Re: [PATCH v2 2/8] fs/buffer: try to use folio lock for pagecache lookups

linux-mm.kvack.org archive mirror
 help / color / mirror / Atom feed

From: Jan Kara <jack@suse.cz>
To: Luis Chamberlain <mcgrof@kernel.org>
Cc: brauner@kernel.org, jack@suse.cz, tytso@mit.edu,
	 adilger.kernel@dilger.ca, linux-ext4@vger.kernel.org,
	riel@surriel.com, dave@stgolabs.net,  willy@infradead.org,
	hannes@cmpxchg.org, oliver.sang@intel.com, david@redhat.com,
	 axboe@kernel.dk, hare@suse.de, david@fromorbit.com,
	djwong@kernel.org,  ritesh.list@gmail.com,
	linux-fsdevel@vger.kernel.org, linux-block@vger.kernel.org,
	 linux-mm@kvack.org, gost.dev@samsung.com, p.raghav@samsung.com,
	da.gomez@samsung.com
Subject: Re: [PATCH v2 2/8] fs/buffer: try to use folio lock for pagecache lookups
Date: Thu, 10 Apr 2025 16:38:35 +0200	[thread overview]
Message-ID: <plt72kbiee2sz32mqslvhmmlny6dqfeccnf2d325cus45qpo3t@m6t563ijkvr5> (raw)
In-Reply-To: <20250410014945.2140781-3-mcgrof@kernel.org>

On Wed 09-04-25 18:49:39, Luis Chamberlain wrote:
> From: Davidlohr Bueso <dave@stgolabs.net>
> 
> Callers of __find_get_block() may or may not allow for blocking
> semantics, and is currently assumed that it will not. Layout
> two paths based on this. Ultimately the i_private_lock scheme will
> be used as a fallback in non-blocking contexts. Otherwise
> always take the folio lock instead. The suggested trylock idea
> is implemented, thereby potentially reducing i_private_lock
> contention in addition to later enabling future migration support
> around with large folios and noref migration.
> 
> No change in semantics. All lookup users are non-blocking.
> 
> Signed-off-by: Davidlohr Bueso <dave@stgolabs.net>
> Signed-off-by: Luis Chamberlain <mcgrof@kernel.org>

...

> @@ -204,7 +195,19 @@ __find_get_block_slow(struct block_device *bdev, sector_t block)
>  	if (IS_ERR(folio))

- _RECORDED DATA_
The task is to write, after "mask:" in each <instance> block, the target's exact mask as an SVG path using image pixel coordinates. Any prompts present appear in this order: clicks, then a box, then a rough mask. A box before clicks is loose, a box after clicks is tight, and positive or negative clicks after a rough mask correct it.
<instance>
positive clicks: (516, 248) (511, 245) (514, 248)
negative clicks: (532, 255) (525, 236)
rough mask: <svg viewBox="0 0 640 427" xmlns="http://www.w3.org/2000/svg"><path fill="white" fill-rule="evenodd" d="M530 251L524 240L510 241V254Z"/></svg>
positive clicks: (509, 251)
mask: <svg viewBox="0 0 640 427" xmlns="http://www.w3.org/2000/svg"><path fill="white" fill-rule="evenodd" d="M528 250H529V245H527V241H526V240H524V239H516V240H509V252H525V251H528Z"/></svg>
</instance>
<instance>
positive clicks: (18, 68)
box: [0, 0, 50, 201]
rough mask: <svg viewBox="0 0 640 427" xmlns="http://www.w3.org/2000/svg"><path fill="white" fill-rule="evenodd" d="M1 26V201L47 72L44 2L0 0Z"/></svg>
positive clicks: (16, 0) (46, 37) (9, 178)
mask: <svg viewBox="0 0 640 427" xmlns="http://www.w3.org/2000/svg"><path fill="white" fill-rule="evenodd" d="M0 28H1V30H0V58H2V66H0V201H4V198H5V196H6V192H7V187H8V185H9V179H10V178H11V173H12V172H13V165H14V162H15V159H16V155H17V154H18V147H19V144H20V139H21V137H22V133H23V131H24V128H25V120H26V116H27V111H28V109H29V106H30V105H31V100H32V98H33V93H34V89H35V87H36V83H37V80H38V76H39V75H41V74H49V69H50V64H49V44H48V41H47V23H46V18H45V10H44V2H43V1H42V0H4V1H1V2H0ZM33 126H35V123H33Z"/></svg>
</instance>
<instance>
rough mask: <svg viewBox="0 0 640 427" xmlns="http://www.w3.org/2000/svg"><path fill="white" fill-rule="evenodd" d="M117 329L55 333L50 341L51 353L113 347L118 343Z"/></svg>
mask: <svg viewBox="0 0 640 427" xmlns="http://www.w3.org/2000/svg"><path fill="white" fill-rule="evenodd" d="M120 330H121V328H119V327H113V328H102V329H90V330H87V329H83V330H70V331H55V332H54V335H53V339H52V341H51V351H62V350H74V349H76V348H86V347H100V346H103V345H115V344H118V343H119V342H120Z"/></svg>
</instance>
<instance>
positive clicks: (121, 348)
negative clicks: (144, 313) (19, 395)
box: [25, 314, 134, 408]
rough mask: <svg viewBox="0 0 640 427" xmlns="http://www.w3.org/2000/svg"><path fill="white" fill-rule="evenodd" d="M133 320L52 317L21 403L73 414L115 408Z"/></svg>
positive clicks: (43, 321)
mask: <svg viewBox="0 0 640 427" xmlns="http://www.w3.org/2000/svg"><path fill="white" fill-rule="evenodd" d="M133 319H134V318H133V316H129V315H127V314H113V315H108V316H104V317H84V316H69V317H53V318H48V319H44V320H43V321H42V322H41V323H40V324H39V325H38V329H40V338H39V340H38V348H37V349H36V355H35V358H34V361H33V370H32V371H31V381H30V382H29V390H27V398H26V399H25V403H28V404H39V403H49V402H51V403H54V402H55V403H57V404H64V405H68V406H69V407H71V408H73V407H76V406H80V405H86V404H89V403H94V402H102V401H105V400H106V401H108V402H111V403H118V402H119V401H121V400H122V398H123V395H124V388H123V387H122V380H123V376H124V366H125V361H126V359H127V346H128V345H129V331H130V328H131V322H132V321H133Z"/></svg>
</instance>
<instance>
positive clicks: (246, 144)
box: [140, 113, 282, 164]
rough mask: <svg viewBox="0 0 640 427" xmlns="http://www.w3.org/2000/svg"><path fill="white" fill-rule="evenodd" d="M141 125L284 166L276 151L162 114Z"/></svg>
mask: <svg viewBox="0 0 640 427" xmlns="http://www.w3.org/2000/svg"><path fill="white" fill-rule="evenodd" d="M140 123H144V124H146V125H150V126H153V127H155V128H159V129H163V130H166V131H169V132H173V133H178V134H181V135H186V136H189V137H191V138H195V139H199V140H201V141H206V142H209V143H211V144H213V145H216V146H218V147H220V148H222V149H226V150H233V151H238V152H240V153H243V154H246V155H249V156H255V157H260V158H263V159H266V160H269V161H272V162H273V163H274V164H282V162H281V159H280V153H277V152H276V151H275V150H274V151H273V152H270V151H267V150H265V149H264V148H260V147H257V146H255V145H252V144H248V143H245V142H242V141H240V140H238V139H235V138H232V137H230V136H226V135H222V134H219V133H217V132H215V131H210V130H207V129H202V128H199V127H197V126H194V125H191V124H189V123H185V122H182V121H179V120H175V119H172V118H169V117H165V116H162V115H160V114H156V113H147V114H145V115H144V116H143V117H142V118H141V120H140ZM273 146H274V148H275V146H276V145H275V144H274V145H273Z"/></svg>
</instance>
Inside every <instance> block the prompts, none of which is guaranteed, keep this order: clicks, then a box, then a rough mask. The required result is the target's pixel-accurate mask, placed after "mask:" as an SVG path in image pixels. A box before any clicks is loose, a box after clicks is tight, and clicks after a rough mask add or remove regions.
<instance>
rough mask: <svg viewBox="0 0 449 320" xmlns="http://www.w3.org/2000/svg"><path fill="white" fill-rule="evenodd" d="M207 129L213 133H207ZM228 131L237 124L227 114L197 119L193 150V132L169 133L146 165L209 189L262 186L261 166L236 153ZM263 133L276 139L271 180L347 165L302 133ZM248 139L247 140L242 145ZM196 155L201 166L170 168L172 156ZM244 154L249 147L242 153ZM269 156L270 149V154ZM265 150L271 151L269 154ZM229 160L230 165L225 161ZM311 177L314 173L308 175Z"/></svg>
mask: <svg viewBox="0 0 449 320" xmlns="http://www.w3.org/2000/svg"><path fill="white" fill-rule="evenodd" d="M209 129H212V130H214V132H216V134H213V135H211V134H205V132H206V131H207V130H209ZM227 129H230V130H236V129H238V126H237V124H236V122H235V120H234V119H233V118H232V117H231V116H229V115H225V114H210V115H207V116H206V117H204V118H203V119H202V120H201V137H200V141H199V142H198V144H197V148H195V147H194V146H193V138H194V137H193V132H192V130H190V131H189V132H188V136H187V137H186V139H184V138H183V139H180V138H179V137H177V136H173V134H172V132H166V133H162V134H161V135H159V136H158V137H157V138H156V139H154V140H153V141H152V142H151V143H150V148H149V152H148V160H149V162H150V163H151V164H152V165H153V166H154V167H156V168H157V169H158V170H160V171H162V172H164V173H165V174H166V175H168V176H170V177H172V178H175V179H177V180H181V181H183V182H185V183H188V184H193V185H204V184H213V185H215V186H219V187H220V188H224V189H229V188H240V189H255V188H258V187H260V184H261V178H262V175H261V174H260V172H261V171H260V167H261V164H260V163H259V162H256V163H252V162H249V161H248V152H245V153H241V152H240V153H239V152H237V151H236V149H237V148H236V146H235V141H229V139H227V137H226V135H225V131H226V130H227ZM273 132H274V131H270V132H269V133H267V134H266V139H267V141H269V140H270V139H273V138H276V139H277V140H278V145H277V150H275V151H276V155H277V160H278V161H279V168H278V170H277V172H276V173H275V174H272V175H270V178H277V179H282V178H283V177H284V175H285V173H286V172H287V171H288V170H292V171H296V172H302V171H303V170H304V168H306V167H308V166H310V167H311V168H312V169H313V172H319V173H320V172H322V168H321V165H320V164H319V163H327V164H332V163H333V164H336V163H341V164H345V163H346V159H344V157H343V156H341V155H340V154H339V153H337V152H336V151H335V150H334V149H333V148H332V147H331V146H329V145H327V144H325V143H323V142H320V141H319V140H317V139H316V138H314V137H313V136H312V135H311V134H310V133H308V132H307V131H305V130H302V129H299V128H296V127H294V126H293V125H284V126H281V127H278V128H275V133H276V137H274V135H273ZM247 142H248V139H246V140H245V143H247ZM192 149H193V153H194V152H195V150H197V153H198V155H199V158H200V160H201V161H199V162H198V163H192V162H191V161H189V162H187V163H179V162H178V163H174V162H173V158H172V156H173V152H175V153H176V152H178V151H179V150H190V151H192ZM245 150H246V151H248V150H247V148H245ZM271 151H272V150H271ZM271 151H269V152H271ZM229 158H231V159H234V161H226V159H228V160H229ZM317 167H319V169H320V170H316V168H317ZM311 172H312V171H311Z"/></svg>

- _WHAT YOU WILL DO_
Reproduce the passage from the patch review message that begins at the words "On Wed 09-04-25" and stops after the words "and noref migration.".

- _TASK RESULT_
On Wed 09-04-25 18:49:39, Luis Chamberlain wrote:
> From: Davidlohr Bueso <dave@stgolabs.net>
> 
> Callers of __find_get_block() may or may not allow for blocking
> semantics, and is currently assumed that it will not. Layout
> two paths based on this. Ultimately the i_private_lock scheme will
> be used as a fallback in non-blocking contexts. Otherwise
> always take the folio lock instead. The suggested trylock idea
> is implemented, thereby potentially reducing i_private_lock
> contention in addition to later enabling future migration support
> around with large folios and noref migration.